• **Study text**
=== Section Start ===

While Silva was preparing for his first bout with Weidman, Hall was capturing the public’s imagination with an all-time great run on “The Ultimate Fighter.” Hall has always cut an interesting figure, and his days on the reality show were the right introduction, with “Primetime” attempting to balance his roots in the sport—Hall initially took up martial arts to defend himself from bullying as a teenager—with the shockingly brutal knockouts that he was inflicting upon his fellow contestants. Hall’s spinning kick knockout of Adam Cella remains an elite-level highlight, and those types of performances had people discussing him as the next Silva—not only in terms of his imagination-capturing style, but also in mentioning that he could be the man to eventually take the middleweight strap from the then-champion. Of course, Hall spent the next few months dampening his own hype, as he dropped the Season 17 final to Kelvin Gastelum before suffering a huge upset loss to John Howard. Those fights showed the fatal flaw that has hindered Hall for most of his career: If he is not pressed, Hall is more than content to essentially have a sparring match with his opponent. Thanks to his knockouts, Hall has been described as fighting like a video game character, but that description seems to cut a different way; he basically has to accumulate damage in order to charge up his proverbial super meter, only choosing to unleash something crazy once he is in danger of losing the fight. It has resulted in a frustrating career filled with flat performances and beautifully violent moments of brilliance, though, as always, there is hope that Hall has finally turned the corner. Hall switched camps to Fortis MMA prior to his last bout, a September 2019 affair against Antonio Carlos Jr., and showed off some of the most aggressive form of his career in an impressive win. Of course, facing Silva is a completely different animal.

=== Section End ===

• **Source data**
=== Section Start ===

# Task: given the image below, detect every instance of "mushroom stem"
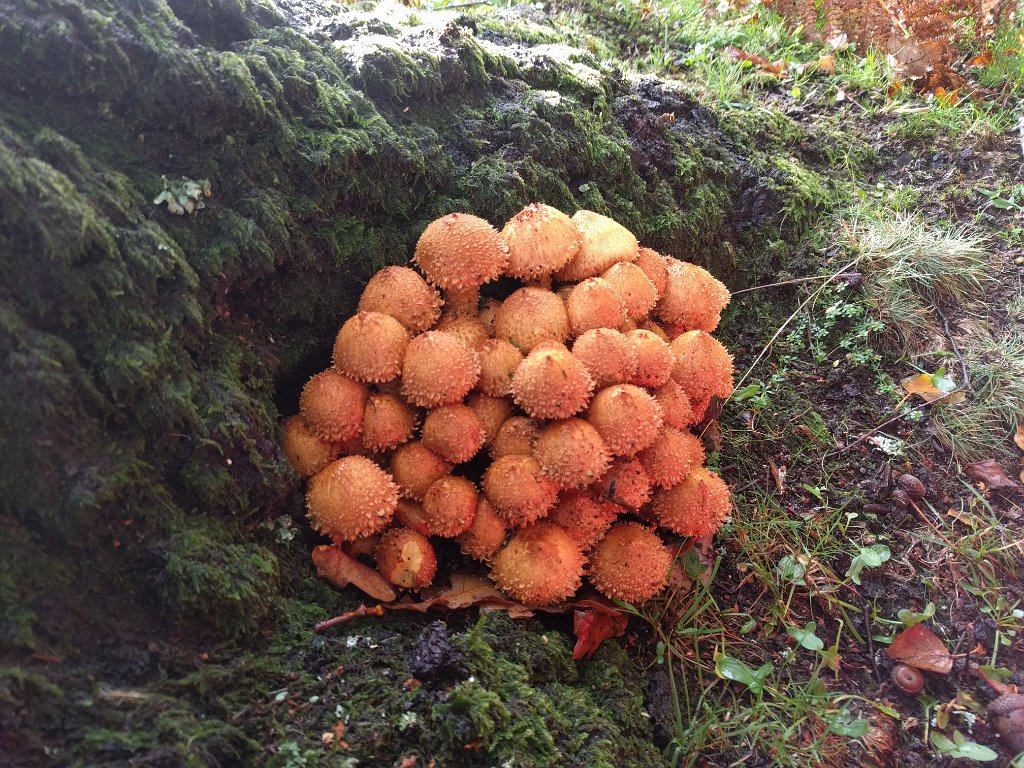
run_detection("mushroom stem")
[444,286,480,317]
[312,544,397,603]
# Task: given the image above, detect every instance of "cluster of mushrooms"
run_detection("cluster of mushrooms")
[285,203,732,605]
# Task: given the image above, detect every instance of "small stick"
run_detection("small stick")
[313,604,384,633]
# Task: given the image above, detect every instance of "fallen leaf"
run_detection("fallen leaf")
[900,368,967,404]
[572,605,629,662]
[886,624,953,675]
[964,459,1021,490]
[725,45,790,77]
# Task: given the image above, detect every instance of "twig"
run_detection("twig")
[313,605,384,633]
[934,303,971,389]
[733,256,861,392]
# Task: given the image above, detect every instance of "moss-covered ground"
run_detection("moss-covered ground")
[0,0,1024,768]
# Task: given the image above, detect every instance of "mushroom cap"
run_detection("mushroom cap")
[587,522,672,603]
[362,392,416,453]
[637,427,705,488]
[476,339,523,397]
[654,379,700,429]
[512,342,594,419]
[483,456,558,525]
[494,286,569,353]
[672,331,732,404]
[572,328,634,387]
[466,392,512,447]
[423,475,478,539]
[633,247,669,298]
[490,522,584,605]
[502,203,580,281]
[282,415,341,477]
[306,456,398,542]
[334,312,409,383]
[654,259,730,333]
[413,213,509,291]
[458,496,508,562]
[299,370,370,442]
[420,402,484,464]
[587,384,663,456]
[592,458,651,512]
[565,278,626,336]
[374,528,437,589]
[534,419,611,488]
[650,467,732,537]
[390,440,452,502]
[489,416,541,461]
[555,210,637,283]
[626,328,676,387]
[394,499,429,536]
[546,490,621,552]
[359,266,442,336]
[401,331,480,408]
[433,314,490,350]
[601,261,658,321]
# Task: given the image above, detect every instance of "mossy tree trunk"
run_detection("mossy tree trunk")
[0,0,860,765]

=== Section End ===
=== Section Start ===

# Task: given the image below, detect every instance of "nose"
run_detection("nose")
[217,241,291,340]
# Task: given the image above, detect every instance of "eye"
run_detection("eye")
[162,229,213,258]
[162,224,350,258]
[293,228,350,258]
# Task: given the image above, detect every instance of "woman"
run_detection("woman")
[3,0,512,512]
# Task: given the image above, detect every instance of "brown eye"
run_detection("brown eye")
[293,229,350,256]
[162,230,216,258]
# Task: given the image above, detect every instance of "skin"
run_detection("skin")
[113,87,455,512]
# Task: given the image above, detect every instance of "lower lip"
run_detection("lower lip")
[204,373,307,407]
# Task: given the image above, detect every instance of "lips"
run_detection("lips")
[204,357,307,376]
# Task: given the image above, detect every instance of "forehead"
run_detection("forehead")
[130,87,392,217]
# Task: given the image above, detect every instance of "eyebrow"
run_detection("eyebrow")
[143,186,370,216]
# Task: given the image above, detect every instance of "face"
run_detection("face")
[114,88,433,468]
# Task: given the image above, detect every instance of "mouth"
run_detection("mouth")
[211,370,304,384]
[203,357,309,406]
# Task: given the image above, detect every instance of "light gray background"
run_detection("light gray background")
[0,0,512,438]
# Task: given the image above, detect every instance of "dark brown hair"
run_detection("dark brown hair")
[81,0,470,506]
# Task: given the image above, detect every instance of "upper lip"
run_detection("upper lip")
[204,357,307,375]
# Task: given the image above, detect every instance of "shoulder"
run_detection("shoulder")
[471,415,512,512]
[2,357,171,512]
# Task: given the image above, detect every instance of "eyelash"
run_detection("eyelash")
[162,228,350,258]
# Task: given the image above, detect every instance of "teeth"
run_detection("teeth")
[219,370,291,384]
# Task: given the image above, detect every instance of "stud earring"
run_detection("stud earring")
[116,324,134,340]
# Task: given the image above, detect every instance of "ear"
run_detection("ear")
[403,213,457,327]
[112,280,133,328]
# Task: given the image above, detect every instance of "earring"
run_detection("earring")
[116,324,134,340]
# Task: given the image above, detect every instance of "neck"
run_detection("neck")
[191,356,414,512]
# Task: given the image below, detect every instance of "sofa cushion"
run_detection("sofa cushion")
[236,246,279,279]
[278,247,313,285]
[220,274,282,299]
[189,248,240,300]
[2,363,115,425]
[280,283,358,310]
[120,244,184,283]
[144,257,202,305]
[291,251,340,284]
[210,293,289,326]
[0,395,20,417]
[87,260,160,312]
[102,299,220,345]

=== Section End ===

• **Actions to take**
[1] In the passage on Uriah Hall's fighting career, to whom did Hall lose the Season 17 final?
[2] Carry on the passage on Hall's fighting career from its final sentence.

• **Results of the tasks**
[1] Kelvin Gastelum

[2]
Honestly, there does not appear to be much hope for a Silva win, but how this plays out will all come down to Hall’s mentality. If Hall follows the same path as his last bout and starts fighting from the jump, he should be able to play with his food here. Silva may still have some defensive reflexes, but there is just not much of an offensive threat coming back at his opponents anymore. However, even if Hall was just matching Carlos Jr.’s aggression and fights a slower-paced fight against Silva, he should still be the much more effective striker and a harder hitter. Over five rounds, it is hard to see Hall being so inactive—or Silva throwing enough offense—that the Brazilian can win rounds, particularly with the former champion trying to rebound from another major leg injury at 45 years of age. Hopefully, this is just 25 minutes of entertaining strangeness before Silva calls it a career, but betting on the most depressing ending possible is usually a safe bet for legends in this sport. The pick is Hall via first-round knockout.